Stored dataset items:
▬▬▬▬▬▬▬▬▬▬

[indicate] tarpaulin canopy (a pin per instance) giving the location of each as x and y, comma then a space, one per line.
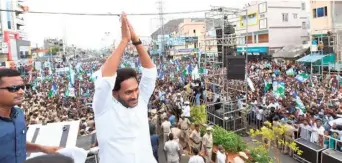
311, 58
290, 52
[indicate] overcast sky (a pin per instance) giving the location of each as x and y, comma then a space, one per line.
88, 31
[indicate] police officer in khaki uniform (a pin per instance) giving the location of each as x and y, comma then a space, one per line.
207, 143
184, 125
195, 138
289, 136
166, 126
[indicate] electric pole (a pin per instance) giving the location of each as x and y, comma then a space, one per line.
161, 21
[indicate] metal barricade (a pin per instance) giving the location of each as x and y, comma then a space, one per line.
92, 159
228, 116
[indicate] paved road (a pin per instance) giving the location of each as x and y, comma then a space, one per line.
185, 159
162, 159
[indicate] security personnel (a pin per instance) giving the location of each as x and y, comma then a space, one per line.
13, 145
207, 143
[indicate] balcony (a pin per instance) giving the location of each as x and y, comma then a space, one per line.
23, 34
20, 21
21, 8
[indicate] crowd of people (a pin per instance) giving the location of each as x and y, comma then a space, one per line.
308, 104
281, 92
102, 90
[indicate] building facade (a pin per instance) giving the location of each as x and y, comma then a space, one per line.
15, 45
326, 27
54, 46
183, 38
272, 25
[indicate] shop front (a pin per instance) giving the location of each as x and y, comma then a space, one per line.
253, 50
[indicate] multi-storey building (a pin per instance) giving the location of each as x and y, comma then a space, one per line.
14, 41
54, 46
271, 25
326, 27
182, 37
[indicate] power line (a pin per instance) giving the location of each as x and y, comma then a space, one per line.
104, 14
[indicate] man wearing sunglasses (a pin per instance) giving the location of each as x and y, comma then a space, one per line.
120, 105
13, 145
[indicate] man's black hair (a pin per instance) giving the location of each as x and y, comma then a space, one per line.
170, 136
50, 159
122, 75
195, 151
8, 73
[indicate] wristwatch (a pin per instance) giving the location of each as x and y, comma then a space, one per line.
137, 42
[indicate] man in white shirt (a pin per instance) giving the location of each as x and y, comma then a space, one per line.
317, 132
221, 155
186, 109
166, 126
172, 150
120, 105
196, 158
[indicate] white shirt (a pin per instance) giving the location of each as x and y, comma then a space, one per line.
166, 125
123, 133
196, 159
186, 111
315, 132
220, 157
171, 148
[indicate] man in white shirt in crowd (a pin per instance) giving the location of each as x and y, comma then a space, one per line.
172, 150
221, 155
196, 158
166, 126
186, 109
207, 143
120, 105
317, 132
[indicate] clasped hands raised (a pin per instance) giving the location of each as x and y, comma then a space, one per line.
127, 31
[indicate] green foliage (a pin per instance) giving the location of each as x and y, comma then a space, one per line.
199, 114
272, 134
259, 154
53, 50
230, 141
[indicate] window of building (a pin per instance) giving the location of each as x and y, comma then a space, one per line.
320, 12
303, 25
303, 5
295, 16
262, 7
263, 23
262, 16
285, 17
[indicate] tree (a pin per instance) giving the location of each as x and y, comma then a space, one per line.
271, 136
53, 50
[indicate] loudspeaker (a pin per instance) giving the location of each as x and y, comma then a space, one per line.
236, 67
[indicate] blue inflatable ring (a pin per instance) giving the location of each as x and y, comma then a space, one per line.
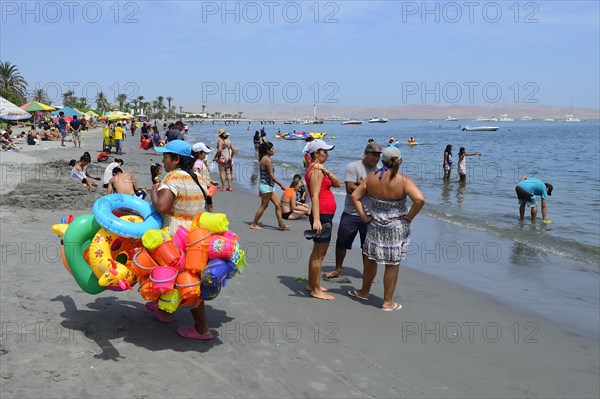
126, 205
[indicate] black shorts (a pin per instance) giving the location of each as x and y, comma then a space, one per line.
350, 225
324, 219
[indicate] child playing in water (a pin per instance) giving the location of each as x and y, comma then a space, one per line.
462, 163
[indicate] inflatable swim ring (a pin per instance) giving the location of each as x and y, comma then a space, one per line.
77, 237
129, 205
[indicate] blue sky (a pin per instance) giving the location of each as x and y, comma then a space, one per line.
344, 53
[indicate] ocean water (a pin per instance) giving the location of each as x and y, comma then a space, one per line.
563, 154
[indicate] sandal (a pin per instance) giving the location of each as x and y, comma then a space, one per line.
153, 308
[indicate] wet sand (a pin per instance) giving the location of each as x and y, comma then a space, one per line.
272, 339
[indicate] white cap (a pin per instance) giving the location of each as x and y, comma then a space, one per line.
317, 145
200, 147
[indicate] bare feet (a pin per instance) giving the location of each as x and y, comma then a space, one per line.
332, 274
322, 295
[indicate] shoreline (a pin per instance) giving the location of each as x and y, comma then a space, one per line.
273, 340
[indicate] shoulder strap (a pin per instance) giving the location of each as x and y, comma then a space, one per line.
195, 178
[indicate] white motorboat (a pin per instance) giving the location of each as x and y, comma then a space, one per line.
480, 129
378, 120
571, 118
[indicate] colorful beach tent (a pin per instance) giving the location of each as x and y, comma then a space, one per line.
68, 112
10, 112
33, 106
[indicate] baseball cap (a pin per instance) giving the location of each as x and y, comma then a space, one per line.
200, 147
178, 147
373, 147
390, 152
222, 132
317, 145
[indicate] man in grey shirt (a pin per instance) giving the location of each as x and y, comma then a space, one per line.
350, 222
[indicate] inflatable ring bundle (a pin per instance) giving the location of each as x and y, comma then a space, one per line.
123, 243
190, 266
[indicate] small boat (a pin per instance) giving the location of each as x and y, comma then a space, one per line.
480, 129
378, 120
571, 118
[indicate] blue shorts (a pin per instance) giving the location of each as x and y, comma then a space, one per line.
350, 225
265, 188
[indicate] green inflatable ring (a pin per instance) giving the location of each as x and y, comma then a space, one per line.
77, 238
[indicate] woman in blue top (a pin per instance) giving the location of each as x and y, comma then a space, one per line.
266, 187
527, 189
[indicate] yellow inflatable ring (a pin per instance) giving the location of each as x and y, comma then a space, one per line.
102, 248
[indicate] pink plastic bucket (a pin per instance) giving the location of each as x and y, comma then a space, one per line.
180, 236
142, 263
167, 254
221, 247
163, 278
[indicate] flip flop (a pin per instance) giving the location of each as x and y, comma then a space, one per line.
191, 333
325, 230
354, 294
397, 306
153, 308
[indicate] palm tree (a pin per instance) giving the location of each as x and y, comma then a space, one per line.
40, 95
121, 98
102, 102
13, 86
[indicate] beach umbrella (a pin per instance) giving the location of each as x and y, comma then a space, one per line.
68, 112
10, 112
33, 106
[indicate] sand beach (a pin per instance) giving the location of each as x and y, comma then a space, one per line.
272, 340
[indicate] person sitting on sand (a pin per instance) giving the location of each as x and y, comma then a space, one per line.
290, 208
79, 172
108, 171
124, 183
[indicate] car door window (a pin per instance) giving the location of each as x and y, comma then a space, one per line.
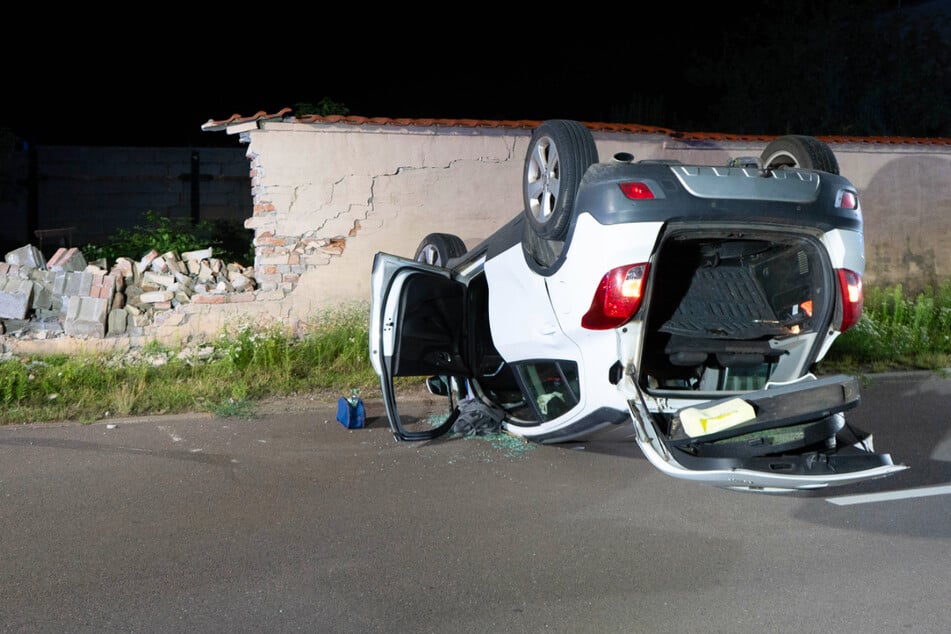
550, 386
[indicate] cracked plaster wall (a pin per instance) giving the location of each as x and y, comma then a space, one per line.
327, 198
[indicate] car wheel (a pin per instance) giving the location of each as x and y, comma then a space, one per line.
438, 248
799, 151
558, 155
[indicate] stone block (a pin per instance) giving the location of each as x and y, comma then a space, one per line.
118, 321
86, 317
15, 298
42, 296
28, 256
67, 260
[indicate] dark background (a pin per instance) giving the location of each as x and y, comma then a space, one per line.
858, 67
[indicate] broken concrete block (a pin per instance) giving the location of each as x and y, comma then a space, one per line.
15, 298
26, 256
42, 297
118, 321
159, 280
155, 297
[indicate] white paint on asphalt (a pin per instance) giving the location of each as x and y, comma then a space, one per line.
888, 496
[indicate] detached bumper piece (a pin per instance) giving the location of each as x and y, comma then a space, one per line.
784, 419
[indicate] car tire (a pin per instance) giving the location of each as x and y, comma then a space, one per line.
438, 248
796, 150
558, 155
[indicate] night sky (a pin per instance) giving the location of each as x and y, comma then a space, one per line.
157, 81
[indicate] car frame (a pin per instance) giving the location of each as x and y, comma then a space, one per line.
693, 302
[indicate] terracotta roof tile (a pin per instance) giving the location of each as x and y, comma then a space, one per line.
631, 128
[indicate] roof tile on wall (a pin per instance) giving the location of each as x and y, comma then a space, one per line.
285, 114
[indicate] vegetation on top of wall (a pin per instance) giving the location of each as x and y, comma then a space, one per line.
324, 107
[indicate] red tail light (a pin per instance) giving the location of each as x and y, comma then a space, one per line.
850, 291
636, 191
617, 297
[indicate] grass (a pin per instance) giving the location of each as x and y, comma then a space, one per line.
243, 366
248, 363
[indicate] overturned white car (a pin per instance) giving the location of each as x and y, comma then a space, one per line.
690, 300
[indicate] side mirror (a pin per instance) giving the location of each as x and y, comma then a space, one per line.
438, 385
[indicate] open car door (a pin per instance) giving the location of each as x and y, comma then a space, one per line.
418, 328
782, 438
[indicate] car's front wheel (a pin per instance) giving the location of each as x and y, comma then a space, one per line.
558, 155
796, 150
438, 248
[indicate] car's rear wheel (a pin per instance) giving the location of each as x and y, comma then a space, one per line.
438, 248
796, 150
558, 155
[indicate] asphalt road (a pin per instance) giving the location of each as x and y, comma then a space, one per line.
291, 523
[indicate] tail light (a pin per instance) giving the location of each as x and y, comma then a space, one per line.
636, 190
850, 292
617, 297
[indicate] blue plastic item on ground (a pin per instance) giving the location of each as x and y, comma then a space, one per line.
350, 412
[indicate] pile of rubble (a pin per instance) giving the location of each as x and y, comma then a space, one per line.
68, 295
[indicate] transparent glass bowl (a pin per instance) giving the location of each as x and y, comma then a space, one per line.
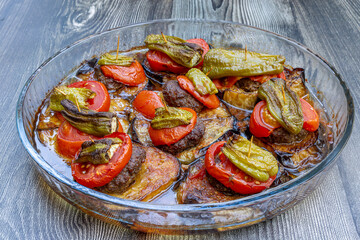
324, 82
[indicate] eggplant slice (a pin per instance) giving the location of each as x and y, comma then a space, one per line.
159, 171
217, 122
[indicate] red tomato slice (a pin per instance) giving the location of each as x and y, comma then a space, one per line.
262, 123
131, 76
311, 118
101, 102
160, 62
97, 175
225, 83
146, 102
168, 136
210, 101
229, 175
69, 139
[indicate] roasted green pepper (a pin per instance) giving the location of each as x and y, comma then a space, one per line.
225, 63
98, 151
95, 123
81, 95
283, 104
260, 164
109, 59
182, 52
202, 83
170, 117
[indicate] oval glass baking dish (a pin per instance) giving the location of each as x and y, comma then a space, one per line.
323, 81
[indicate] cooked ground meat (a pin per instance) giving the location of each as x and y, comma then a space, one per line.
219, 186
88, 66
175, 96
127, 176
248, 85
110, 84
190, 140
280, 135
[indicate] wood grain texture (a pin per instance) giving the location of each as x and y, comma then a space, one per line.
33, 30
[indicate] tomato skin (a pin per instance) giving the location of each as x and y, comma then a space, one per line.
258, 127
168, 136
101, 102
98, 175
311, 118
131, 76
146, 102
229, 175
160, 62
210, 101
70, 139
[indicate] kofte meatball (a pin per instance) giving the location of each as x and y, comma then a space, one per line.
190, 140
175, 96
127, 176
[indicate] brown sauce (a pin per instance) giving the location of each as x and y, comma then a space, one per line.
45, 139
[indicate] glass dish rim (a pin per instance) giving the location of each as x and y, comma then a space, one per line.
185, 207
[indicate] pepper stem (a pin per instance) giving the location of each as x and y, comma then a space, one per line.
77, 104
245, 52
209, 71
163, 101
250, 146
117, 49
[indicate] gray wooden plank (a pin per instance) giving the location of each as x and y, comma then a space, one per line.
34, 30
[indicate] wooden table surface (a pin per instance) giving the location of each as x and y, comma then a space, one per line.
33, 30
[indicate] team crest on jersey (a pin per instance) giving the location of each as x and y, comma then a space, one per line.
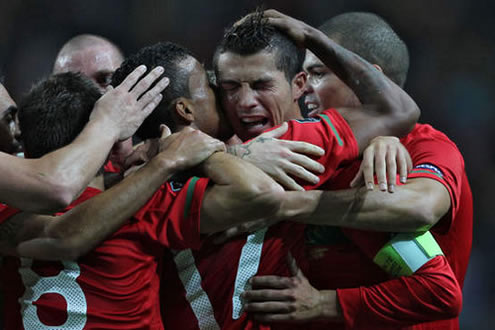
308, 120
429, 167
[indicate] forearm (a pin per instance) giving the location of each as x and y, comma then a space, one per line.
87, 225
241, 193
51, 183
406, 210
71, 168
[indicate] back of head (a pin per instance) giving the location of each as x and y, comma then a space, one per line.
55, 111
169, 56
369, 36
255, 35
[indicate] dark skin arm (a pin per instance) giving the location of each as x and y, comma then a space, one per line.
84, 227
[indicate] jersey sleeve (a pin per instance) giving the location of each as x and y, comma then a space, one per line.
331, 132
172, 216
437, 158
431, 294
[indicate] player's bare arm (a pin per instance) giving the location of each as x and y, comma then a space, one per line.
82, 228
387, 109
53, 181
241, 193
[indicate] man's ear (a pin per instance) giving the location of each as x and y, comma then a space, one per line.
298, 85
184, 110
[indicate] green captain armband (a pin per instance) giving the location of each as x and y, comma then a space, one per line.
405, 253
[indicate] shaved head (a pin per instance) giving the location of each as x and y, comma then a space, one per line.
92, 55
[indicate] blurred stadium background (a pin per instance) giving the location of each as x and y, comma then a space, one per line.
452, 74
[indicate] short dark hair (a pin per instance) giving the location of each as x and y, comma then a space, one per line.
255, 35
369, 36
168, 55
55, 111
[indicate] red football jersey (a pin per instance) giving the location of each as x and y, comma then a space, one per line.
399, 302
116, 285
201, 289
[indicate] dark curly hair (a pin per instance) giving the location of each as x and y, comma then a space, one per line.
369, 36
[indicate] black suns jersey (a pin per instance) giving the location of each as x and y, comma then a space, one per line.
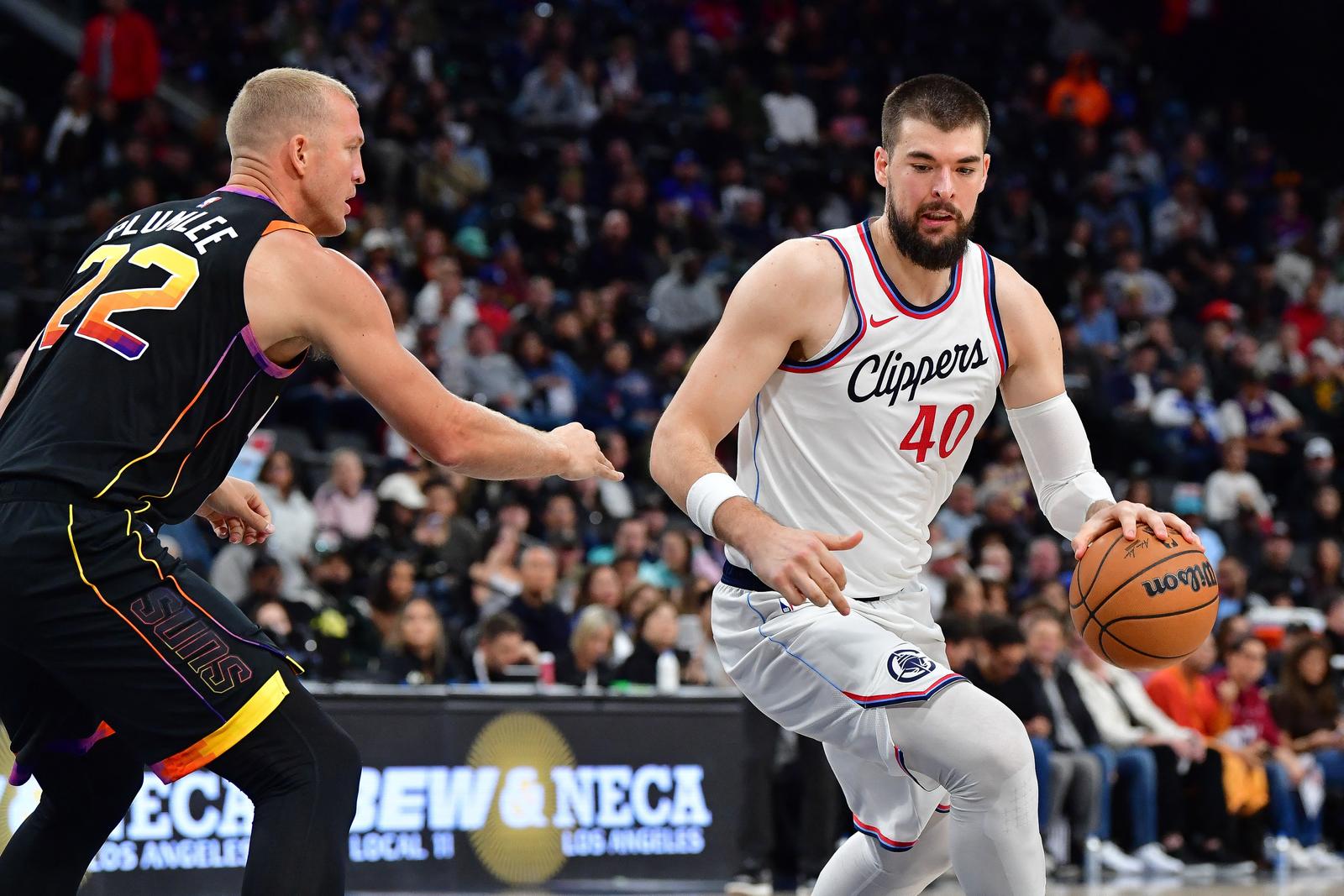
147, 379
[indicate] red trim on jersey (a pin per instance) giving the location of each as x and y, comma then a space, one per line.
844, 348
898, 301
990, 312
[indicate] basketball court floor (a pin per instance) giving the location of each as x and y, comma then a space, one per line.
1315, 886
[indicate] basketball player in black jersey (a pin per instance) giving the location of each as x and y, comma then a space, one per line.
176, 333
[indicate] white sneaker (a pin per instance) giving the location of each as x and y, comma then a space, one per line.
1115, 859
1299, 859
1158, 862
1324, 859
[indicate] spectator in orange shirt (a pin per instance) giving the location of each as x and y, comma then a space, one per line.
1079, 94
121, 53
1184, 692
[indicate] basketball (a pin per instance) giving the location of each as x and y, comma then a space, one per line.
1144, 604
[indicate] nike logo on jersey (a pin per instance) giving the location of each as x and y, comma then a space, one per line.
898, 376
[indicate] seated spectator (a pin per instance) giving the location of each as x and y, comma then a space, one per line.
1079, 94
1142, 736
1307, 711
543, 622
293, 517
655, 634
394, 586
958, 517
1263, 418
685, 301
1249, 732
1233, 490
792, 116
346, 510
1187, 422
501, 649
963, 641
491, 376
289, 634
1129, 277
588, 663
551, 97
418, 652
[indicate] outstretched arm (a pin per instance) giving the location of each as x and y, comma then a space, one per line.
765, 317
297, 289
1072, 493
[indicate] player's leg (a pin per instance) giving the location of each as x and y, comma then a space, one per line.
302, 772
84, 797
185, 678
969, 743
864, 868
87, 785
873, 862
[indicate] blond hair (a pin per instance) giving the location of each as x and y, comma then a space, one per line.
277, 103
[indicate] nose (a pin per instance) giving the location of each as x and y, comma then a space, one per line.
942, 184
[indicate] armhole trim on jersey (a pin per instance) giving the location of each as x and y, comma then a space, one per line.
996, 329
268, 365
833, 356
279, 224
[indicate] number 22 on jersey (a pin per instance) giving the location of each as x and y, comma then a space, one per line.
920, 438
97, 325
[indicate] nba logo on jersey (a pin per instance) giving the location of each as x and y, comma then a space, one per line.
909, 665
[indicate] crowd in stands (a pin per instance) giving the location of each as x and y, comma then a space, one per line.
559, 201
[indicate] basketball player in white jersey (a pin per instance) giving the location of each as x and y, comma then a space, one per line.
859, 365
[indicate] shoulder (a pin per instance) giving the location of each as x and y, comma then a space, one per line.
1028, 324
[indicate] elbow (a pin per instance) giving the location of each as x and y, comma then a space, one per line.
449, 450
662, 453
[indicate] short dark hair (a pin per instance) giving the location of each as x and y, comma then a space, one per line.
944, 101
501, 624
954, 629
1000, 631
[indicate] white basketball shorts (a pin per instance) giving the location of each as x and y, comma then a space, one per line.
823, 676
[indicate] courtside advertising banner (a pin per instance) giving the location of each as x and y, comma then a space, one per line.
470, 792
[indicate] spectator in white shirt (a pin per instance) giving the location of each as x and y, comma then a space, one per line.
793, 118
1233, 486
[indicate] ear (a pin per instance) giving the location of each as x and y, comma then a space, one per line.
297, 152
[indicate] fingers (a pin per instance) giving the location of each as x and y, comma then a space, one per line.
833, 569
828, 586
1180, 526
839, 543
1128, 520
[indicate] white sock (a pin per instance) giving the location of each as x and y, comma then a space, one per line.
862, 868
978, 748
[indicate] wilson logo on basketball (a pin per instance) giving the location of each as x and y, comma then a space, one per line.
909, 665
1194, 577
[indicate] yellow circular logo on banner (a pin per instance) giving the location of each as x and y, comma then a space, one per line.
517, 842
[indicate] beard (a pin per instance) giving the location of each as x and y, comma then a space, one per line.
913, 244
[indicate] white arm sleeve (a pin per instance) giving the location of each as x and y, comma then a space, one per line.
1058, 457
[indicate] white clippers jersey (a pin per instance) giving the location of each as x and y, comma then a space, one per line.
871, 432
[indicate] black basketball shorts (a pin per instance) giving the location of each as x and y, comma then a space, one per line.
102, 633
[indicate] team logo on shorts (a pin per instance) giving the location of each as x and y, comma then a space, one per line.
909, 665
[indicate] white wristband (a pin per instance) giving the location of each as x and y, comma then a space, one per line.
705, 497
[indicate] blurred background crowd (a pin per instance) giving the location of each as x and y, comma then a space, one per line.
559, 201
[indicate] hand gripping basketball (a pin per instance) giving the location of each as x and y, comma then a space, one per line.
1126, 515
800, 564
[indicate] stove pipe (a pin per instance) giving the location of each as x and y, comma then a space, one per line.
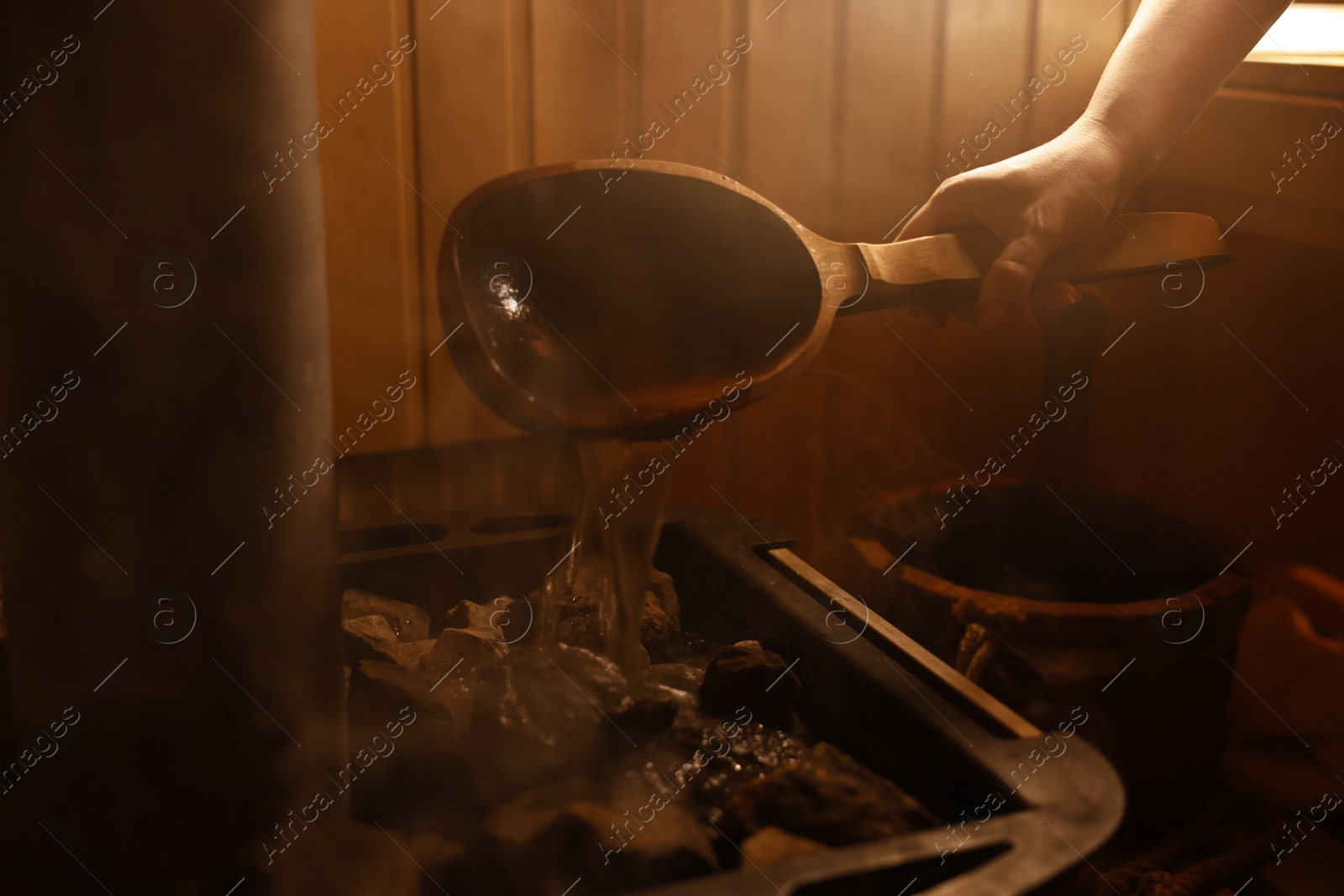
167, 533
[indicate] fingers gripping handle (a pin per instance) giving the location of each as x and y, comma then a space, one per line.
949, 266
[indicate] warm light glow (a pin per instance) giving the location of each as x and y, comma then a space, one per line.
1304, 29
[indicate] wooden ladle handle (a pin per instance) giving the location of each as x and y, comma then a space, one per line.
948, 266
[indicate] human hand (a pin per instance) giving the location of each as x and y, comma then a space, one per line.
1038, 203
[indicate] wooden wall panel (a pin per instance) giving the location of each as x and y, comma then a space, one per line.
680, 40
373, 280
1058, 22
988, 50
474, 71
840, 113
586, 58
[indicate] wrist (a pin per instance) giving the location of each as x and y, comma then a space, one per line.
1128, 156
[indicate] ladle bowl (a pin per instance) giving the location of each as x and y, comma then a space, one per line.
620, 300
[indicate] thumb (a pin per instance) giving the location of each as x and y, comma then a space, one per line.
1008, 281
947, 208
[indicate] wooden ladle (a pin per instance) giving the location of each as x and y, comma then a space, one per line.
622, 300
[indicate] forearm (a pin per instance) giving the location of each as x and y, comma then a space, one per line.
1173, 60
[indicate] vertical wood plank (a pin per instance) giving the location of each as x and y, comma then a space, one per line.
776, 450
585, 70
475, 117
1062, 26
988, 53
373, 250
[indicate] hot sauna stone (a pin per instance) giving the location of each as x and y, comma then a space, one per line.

▬▬▬▬▬▬▬▬▬▬

The request →
Keep only the lines from the one containing "[indicate] warm light" to the end of the entries, and repeat them exactly.

Answer to the task →
[indicate] warm light glow (a pin per instance) giving the location of each as x and y, comma then a space, one per line.
1304, 29
[indicate] wooden ladle handle (a pin per instance) giving the location of each as x and y, comma then a space, one per line.
948, 266
[indicate] human hand (a pin per instance) giving the location of each as x and y, comma then a space, one per line.
1038, 203
[indicate] wooden wall panel (a pin per instance) giving the location of each as x and y, comma then a space, one per line.
680, 40
373, 280
1058, 22
988, 50
474, 71
840, 113
586, 58
[indicate] wrist (a pin per instance) giving the location of each as x and y, comma then a space, one per line.
1128, 156
[indicate] ladle bowl (a pin per instance) giving the location of each as x and y, comma then a space, one per line.
620, 300
[indicate] thumb (a pin per instance) giving the location of each as x and y, comma then a space, one per line.
1008, 281
947, 208
[indicate] wooden ladle (a pin per instance) giving the location of each as x and y, comma then a space, one per line.
622, 300
[indicate] forearm (a pin per instance) giving the location of each as x and y, comma then a space, one per line.
1173, 60
[indicate] vertical wood plank (a pin per instance) giving the location of each as x and y, comma then a space, one per line.
776, 450
585, 70
475, 117
1062, 26
988, 53
373, 250
[indicate] hot sauna stone (a pin per instance) giving the location of each as x and y, comma then a space, one per line.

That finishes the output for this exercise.